[Task input]
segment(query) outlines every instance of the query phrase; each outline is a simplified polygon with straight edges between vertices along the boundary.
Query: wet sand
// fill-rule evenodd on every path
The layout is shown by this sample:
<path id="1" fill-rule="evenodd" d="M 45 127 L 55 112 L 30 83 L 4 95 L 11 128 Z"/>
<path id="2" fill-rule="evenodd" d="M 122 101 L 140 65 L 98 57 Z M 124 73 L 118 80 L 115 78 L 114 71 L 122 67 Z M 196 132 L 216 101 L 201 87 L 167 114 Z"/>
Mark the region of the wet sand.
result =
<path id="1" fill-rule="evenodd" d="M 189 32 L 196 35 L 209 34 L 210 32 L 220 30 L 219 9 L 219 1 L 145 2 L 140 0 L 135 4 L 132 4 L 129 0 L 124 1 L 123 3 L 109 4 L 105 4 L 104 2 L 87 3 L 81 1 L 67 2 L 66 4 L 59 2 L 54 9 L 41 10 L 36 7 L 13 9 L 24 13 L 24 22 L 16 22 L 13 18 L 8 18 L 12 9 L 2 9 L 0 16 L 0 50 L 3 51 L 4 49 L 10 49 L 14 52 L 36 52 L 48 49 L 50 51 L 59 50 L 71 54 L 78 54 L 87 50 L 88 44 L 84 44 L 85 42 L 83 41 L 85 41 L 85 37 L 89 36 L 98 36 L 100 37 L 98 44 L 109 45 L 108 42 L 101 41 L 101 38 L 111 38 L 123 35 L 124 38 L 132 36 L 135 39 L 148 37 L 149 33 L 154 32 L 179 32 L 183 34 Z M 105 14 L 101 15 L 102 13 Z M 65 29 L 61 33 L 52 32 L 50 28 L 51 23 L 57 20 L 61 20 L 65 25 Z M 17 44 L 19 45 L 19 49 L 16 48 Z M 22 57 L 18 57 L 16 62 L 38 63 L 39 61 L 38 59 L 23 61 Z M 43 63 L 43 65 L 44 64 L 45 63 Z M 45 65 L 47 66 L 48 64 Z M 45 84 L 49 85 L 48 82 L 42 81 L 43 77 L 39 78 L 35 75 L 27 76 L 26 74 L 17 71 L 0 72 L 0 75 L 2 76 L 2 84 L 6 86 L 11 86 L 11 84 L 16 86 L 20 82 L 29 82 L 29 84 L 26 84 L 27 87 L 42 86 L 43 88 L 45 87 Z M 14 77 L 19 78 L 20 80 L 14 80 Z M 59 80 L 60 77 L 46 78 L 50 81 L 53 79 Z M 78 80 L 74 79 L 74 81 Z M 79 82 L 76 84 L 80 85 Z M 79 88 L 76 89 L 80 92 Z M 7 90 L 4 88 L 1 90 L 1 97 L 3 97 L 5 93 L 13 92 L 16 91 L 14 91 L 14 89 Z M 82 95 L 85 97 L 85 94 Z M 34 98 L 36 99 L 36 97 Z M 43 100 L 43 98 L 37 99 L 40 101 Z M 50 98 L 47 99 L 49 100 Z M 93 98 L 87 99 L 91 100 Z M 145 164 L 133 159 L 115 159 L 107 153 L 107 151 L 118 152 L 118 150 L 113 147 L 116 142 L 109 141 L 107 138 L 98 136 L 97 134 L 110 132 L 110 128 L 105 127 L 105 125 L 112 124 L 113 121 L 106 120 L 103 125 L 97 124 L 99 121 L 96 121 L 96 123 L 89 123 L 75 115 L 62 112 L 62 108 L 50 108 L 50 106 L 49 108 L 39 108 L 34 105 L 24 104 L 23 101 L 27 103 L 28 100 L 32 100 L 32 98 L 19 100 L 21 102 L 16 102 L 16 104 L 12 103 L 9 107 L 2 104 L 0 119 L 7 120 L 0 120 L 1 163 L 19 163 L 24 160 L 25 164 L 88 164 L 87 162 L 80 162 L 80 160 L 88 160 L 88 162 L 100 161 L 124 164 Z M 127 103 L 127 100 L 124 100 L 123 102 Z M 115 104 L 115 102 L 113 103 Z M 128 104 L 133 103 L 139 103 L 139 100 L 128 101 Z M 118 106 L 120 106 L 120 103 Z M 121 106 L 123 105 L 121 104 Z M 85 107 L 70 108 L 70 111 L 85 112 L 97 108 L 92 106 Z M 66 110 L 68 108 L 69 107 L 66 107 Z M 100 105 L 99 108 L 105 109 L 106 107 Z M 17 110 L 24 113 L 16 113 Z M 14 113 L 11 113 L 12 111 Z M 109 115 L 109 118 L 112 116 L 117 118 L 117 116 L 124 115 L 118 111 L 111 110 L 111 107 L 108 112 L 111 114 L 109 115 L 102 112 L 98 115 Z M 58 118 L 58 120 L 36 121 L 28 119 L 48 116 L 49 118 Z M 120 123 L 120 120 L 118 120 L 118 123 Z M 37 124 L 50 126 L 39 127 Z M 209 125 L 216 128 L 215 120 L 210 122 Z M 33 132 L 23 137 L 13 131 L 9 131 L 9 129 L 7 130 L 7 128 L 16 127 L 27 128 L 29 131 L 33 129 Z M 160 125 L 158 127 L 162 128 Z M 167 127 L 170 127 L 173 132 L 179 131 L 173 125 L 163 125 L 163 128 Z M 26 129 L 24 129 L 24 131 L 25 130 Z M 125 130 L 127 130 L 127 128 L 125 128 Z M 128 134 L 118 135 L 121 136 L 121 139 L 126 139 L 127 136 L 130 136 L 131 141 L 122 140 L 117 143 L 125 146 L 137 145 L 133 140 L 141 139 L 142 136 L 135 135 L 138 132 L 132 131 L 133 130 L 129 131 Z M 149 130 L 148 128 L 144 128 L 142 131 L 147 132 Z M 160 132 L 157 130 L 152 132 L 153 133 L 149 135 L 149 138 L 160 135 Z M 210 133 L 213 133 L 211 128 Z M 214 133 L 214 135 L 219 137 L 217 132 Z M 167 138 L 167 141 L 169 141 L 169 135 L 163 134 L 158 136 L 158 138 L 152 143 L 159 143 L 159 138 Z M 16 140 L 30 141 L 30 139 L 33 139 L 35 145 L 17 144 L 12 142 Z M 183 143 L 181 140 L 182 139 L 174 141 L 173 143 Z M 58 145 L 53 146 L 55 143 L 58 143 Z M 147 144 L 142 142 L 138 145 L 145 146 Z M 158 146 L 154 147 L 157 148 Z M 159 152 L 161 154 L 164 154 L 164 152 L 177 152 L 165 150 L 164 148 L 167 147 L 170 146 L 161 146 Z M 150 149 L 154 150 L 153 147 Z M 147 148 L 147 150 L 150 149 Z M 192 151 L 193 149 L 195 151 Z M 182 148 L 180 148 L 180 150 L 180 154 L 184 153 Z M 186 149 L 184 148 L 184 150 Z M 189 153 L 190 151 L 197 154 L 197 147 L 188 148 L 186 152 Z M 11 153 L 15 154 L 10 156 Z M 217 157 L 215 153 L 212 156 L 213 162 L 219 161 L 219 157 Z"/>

[Action item]
Would you mind copying all of the records exactly?

[Reply]
segment(query) outlines every instance of the query phrase; each outline is a simplified polygon with straight edges between vertices along the boundary.
Query: wet sand
// fill-rule evenodd on every path
The layout is shown by this sample:
<path id="1" fill-rule="evenodd" d="M 45 127 L 55 112 L 30 83 L 4 95 L 11 128 Z"/>
<path id="2" fill-rule="evenodd" d="M 122 101 L 140 65 L 98 57 Z M 124 73 L 118 80 L 115 78 L 114 71 L 122 67 Z M 196 132 L 216 101 L 201 87 L 167 114 Z"/>
Mark the region of the wet sand.
result =
<path id="1" fill-rule="evenodd" d="M 189 32 L 196 35 L 209 34 L 210 32 L 220 30 L 219 9 L 219 1 L 145 2 L 140 0 L 135 4 L 132 4 L 129 0 L 124 1 L 123 3 L 109 4 L 105 4 L 104 2 L 87 3 L 81 1 L 67 2 L 66 4 L 59 2 L 54 9 L 41 10 L 36 7 L 13 9 L 24 13 L 24 22 L 16 22 L 13 18 L 8 18 L 12 9 L 2 9 L 0 16 L 0 50 L 3 51 L 4 49 L 10 49 L 14 52 L 36 52 L 48 49 L 50 51 L 59 50 L 71 54 L 78 54 L 87 50 L 88 44 L 84 44 L 85 42 L 83 41 L 85 41 L 85 37 L 89 36 L 98 36 L 100 37 L 98 44 L 109 45 L 108 42 L 101 41 L 101 38 L 111 38 L 123 35 L 124 38 L 132 36 L 135 39 L 148 37 L 149 33 L 154 32 L 179 32 L 183 34 Z M 105 14 L 101 15 L 102 13 Z M 65 29 L 61 33 L 52 32 L 50 28 L 51 23 L 57 20 L 61 20 L 65 25 Z M 17 44 L 19 45 L 19 49 L 16 48 Z M 22 57 L 18 57 L 16 62 L 38 63 L 39 61 L 38 59 L 23 61 Z M 43 63 L 43 65 L 44 64 L 45 63 Z M 45 65 L 47 66 L 48 64 Z M 45 84 L 49 85 L 48 82 L 42 81 L 43 77 L 39 78 L 35 75 L 27 76 L 26 74 L 17 71 L 0 72 L 0 75 L 2 76 L 2 84 L 6 86 L 11 86 L 11 84 L 16 86 L 20 82 L 29 82 L 29 84 L 26 84 L 27 87 L 42 86 L 43 88 L 45 87 Z M 14 77 L 19 78 L 20 80 L 14 80 Z M 59 80 L 60 77 L 46 78 L 50 81 L 53 79 Z M 78 80 L 74 79 L 74 81 Z M 79 82 L 76 84 L 80 85 Z M 79 88 L 76 89 L 80 92 Z M 7 90 L 4 88 L 1 90 L 1 97 L 3 97 L 5 93 L 13 92 L 16 91 L 14 91 L 14 89 Z M 82 95 L 85 97 L 85 94 Z M 34 98 L 36 99 L 36 97 Z M 43 100 L 43 98 L 37 99 L 40 101 Z M 50 98 L 47 99 L 49 100 Z M 93 98 L 87 99 L 91 100 Z M 145 164 L 133 159 L 115 159 L 107 153 L 107 151 L 118 152 L 118 150 L 113 147 L 116 142 L 109 141 L 107 138 L 98 136 L 97 134 L 110 132 L 110 128 L 105 127 L 105 125 L 112 124 L 113 121 L 106 120 L 103 125 L 97 124 L 99 121 L 96 121 L 96 123 L 89 123 L 75 115 L 62 112 L 62 108 L 50 108 L 50 106 L 49 108 L 39 108 L 34 105 L 24 104 L 23 101 L 27 103 L 28 100 L 32 100 L 32 98 L 19 100 L 21 102 L 16 102 L 16 104 L 12 103 L 9 107 L 2 104 L 0 119 L 7 120 L 0 120 L 1 163 L 19 163 L 24 160 L 25 164 L 88 164 L 87 162 L 80 162 L 80 160 L 88 160 L 88 162 L 100 161 L 124 164 Z M 127 103 L 127 100 L 124 100 L 123 102 Z M 115 104 L 115 102 L 113 103 Z M 128 104 L 133 103 L 139 103 L 139 100 L 128 101 Z M 118 106 L 120 106 L 120 103 Z M 121 106 L 123 105 L 121 104 Z M 85 107 L 70 108 L 70 111 L 85 112 L 97 108 L 92 106 Z M 66 110 L 68 108 L 69 107 L 66 107 Z M 100 105 L 99 108 L 105 109 L 106 107 Z M 17 110 L 24 113 L 16 113 Z M 14 113 L 11 113 L 12 111 Z M 109 115 L 109 118 L 112 116 L 117 118 L 117 116 L 124 115 L 118 111 L 111 110 L 111 107 L 108 112 L 111 114 L 109 115 L 102 112 L 98 115 Z M 58 118 L 58 120 L 36 121 L 28 119 L 48 116 L 49 118 Z M 120 123 L 120 120 L 118 120 L 118 123 Z M 37 124 L 50 126 L 39 127 Z M 209 125 L 216 128 L 215 120 L 210 122 Z M 33 132 L 23 137 L 13 131 L 9 131 L 9 129 L 7 130 L 7 128 L 16 127 L 27 128 L 29 131 L 33 129 Z M 160 125 L 158 127 L 162 128 Z M 167 127 L 170 127 L 173 132 L 179 131 L 173 125 L 163 125 L 163 128 Z M 26 129 L 24 129 L 24 131 L 25 130 Z M 125 130 L 127 130 L 127 128 L 125 128 Z M 128 134 L 118 135 L 121 136 L 121 139 L 126 139 L 127 136 L 130 136 L 131 141 L 122 140 L 117 143 L 125 146 L 137 145 L 133 140 L 141 139 L 142 136 L 135 135 L 138 132 L 132 131 L 133 130 L 129 131 Z M 149 130 L 148 128 L 144 128 L 142 131 L 147 132 Z M 160 132 L 157 130 L 152 132 L 153 133 L 149 135 L 149 138 L 160 135 Z M 210 133 L 213 133 L 211 128 Z M 214 133 L 214 135 L 219 137 L 217 132 Z M 167 138 L 167 141 L 169 141 L 169 135 L 163 134 L 158 136 L 158 138 L 152 143 L 159 143 L 159 138 Z M 16 140 L 30 141 L 30 139 L 33 139 L 35 145 L 17 144 L 12 142 Z M 183 143 L 181 140 L 182 139 L 174 141 L 173 143 Z M 58 145 L 53 146 L 55 143 L 58 143 Z M 147 144 L 142 142 L 138 145 L 145 146 Z M 158 146 L 154 147 L 157 148 Z M 159 152 L 161 154 L 164 154 L 164 152 L 177 152 L 165 150 L 164 148 L 167 147 L 170 146 L 161 146 Z M 150 149 L 154 150 L 153 147 Z M 147 148 L 147 150 L 150 149 Z M 192 151 L 193 149 L 195 151 Z M 182 148 L 180 148 L 180 150 L 180 154 L 184 153 Z M 186 149 L 184 148 L 184 150 Z M 189 153 L 190 151 L 197 154 L 197 147 L 188 148 L 186 152 Z M 11 153 L 15 154 L 10 156 Z M 217 157 L 215 153 L 212 156 L 213 162 L 219 161 L 219 157 Z"/>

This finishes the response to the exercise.